Extract every line of the items below that contains the word "gray".

════════════════

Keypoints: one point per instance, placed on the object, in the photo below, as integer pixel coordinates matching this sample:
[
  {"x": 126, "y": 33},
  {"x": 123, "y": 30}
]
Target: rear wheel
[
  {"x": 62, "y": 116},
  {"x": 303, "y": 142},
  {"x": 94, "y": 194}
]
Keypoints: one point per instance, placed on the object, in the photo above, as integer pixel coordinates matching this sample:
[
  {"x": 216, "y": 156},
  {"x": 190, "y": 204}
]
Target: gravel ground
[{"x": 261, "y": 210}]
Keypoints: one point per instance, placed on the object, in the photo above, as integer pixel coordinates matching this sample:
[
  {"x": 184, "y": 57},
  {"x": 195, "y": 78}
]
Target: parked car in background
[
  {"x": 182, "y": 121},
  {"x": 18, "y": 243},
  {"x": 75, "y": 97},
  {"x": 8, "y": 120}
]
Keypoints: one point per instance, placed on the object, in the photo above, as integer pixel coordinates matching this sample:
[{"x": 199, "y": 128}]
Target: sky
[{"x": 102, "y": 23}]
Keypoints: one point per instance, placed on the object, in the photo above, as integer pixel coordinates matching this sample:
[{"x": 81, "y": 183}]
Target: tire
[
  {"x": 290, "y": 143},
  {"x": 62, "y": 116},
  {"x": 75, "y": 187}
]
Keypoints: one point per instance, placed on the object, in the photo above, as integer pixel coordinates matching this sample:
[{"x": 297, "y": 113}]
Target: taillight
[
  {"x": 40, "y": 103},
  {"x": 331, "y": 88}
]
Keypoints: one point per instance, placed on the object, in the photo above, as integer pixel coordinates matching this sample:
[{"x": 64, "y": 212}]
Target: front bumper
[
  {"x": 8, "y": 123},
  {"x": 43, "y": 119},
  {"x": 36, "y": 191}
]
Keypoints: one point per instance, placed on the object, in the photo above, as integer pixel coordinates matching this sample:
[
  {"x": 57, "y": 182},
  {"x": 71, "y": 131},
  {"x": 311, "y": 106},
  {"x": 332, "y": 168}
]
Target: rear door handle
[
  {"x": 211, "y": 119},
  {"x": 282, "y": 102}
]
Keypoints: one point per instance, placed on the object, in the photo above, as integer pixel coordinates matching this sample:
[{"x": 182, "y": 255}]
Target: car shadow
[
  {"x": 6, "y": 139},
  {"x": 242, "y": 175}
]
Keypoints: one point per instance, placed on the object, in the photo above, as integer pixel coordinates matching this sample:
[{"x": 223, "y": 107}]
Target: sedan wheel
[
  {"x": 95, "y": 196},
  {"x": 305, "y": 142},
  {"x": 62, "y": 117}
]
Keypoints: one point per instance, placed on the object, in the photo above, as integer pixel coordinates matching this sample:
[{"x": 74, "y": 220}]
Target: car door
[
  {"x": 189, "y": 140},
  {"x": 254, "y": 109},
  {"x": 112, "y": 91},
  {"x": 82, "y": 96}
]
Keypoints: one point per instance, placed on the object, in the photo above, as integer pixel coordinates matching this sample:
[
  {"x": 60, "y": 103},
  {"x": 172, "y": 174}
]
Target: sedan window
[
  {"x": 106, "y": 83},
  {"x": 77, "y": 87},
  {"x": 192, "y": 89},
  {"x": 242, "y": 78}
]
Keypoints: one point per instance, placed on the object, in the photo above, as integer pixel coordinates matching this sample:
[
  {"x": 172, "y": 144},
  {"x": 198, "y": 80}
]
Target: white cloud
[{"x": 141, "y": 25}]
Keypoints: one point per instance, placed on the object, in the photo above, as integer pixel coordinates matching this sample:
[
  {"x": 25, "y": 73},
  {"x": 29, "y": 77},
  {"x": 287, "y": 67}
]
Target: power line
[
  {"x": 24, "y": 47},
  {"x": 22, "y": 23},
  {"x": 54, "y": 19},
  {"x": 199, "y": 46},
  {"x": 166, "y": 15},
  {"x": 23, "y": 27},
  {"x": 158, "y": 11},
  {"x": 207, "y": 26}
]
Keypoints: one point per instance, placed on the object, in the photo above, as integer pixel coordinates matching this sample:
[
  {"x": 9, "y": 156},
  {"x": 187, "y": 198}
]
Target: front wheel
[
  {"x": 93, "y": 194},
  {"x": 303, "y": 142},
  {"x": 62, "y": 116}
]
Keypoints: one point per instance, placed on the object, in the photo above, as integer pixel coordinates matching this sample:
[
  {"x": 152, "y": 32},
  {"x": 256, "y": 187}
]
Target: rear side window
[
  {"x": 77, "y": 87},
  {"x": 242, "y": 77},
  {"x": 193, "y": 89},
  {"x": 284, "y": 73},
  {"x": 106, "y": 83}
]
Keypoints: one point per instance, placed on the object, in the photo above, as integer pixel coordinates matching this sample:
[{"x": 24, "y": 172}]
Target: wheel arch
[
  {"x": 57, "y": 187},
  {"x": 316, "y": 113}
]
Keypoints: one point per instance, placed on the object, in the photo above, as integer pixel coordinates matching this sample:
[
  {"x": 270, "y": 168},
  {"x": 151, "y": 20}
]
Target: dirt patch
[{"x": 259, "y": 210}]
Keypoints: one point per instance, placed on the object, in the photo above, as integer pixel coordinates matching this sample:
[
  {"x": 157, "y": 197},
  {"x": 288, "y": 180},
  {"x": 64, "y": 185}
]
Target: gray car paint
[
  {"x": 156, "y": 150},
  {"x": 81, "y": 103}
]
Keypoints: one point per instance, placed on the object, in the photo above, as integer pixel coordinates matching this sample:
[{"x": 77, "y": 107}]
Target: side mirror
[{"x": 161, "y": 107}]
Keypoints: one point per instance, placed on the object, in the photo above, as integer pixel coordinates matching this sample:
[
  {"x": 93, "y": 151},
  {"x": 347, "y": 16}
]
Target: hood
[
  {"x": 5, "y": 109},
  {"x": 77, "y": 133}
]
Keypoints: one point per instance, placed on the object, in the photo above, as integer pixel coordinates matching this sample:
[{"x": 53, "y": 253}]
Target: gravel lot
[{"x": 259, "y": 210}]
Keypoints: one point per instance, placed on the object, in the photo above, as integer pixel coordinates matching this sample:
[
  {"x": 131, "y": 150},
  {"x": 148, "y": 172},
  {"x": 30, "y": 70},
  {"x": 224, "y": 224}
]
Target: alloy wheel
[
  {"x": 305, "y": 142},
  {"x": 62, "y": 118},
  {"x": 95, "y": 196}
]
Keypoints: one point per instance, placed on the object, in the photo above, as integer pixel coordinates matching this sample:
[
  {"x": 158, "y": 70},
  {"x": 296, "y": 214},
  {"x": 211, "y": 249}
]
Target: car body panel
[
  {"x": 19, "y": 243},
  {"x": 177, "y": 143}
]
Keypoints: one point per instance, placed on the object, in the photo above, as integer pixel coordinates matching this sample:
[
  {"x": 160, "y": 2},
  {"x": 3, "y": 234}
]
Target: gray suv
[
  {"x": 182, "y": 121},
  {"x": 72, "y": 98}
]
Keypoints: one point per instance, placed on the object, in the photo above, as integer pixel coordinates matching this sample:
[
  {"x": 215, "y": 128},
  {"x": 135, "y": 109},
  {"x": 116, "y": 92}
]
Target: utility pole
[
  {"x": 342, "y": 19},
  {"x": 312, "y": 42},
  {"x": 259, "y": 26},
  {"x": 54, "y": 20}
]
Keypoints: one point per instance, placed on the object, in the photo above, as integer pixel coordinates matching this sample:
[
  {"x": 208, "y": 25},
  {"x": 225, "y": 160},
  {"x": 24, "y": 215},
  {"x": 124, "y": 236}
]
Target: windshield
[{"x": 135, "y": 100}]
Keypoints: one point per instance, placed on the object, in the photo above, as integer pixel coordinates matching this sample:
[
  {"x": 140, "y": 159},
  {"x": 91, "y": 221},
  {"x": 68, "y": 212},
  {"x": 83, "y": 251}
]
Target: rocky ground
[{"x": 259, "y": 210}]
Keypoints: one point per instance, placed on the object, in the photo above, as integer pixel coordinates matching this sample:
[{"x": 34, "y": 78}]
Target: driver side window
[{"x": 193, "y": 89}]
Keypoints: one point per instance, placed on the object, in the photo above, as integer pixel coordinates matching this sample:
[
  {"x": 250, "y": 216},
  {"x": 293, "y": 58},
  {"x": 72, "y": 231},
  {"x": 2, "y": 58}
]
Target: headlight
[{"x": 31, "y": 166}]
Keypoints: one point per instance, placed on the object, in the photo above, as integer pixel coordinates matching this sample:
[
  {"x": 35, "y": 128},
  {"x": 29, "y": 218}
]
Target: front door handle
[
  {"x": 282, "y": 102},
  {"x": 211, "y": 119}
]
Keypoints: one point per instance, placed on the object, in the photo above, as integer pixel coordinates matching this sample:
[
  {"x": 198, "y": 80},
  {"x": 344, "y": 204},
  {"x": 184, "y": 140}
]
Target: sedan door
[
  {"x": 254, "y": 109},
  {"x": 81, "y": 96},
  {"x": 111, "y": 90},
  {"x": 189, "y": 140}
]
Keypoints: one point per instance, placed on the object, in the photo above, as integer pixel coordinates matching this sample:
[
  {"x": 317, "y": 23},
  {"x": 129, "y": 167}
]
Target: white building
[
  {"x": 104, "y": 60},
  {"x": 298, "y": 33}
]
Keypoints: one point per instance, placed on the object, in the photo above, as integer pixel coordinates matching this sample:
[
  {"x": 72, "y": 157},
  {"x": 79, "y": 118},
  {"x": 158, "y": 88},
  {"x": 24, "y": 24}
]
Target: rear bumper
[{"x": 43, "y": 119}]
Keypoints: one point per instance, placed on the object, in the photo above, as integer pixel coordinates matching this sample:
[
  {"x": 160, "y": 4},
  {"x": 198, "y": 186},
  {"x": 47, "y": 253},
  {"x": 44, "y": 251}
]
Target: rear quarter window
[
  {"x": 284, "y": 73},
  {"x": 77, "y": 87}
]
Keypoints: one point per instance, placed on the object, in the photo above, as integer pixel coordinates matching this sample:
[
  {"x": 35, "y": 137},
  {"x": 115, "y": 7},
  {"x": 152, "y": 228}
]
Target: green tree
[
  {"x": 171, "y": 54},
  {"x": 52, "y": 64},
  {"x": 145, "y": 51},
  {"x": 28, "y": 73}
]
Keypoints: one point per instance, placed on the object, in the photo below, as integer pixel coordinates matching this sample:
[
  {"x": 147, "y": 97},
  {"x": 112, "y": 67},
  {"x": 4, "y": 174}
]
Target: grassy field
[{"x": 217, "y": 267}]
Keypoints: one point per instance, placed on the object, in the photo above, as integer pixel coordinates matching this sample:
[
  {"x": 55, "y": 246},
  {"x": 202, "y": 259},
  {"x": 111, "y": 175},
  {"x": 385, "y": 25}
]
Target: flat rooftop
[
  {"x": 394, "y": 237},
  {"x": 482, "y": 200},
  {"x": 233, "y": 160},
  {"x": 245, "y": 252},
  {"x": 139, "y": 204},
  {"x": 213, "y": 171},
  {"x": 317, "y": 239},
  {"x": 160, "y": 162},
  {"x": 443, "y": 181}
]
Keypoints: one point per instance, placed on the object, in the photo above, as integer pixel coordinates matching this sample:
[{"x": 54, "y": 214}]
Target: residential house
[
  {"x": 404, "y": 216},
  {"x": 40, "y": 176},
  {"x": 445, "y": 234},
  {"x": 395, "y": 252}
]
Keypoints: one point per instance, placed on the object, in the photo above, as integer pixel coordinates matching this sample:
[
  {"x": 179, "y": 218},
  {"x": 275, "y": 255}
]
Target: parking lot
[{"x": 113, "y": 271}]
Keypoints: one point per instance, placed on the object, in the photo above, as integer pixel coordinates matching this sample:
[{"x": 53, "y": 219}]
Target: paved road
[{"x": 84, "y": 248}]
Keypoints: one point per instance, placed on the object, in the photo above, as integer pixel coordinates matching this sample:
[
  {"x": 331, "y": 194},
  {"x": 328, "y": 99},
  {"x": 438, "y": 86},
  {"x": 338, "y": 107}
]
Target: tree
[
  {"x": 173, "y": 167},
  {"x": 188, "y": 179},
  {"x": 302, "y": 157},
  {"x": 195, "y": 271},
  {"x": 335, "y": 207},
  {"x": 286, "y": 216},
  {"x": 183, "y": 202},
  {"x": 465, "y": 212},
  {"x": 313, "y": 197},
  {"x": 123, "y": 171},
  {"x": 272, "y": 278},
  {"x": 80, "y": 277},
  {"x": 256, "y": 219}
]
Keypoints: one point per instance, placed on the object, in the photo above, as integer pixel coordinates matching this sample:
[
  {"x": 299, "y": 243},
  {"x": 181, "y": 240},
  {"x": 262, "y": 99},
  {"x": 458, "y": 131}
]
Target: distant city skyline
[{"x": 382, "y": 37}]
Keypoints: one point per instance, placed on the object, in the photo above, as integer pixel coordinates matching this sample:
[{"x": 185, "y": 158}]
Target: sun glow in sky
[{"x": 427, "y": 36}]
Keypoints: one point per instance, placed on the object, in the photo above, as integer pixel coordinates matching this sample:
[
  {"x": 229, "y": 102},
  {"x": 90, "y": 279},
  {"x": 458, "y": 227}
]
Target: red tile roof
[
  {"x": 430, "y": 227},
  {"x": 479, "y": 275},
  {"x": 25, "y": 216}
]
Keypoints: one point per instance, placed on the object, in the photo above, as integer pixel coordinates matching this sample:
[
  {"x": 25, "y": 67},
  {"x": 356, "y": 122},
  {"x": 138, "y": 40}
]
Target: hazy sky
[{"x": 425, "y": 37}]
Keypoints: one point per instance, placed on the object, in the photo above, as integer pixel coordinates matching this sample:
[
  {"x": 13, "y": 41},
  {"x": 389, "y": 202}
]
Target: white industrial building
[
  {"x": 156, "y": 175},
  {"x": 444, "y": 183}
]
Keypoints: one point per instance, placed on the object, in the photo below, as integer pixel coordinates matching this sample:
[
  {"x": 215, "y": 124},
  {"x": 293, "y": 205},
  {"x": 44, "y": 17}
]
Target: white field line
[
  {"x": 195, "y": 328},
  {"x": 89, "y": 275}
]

════════════════

■ The reply
Target: gray car paint
Target: gray suv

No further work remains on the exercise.